(Extracts from a box-labeled dataset)
********************

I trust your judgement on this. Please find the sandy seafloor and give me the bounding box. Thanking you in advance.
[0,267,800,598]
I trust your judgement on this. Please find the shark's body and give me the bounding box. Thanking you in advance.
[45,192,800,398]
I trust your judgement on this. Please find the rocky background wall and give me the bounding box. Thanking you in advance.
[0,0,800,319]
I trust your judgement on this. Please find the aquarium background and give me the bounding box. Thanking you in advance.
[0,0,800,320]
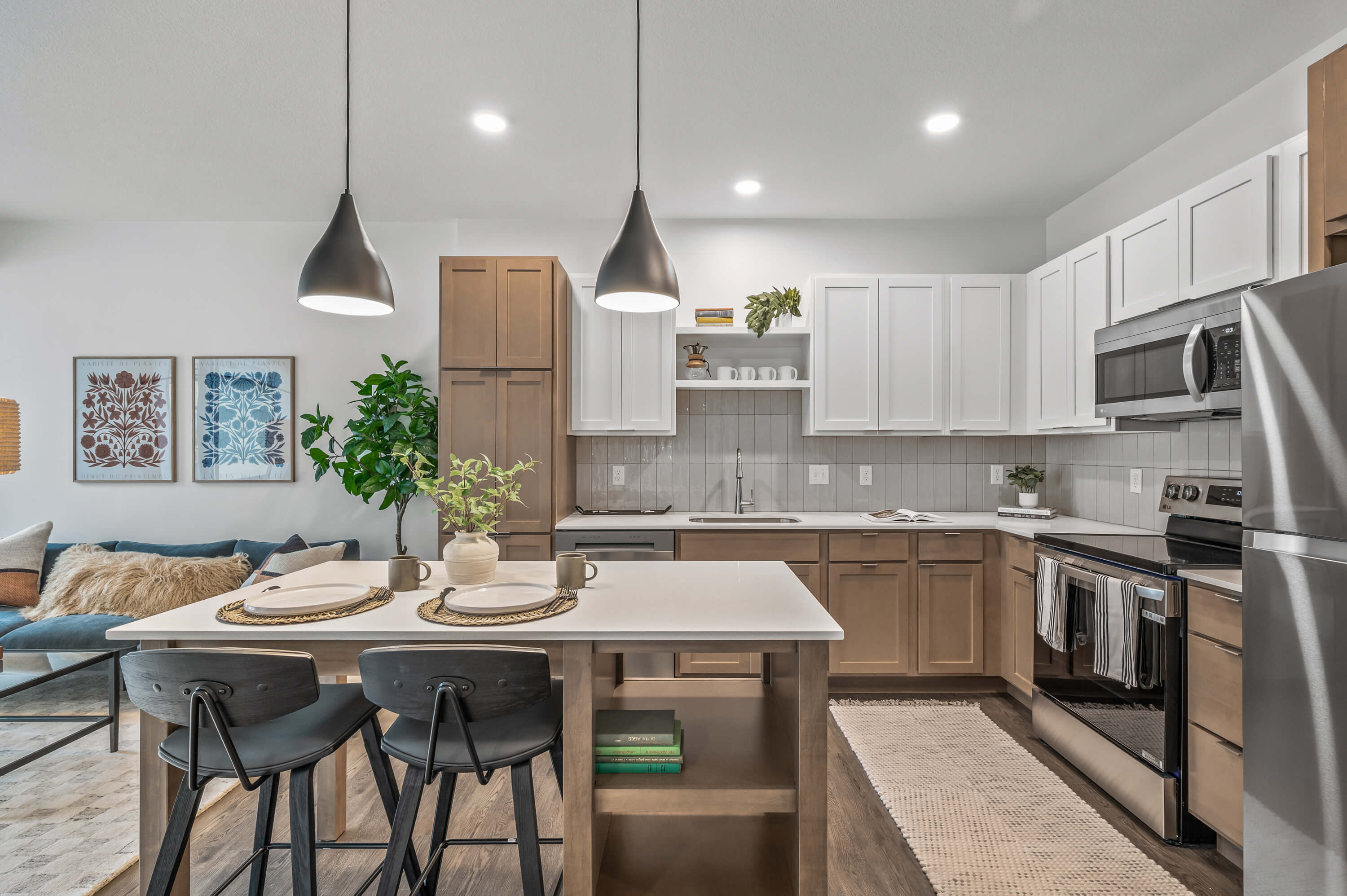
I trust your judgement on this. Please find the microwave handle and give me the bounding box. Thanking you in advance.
[1183,321,1208,401]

********************

- **PROMPT**: Copy out every line of the listing above word for word, leaving out the pictures.

- **FULL ANSWER**:
I trust your judgement on this. Please find the sandy seafloor and give me the bounding box. Thanking you in advance.
[0,267,800,598]
I trust your judgement on this. Please find the shark's body and give me the bounding box. Thanking you in advance.
[45,192,800,398]
I trust your judgement on this. Please find the rocky background wall and give me the bounding box. Thanking you in advance.
[0,0,800,319]
I trust your judgement on this. Please find the aquarium background and give me the bounding box. Thanking you in advance.
[0,0,800,320]
I trust your judgement on this. Please find the microwave handle and give me the bounding box. Thanking you in advance.
[1183,321,1208,401]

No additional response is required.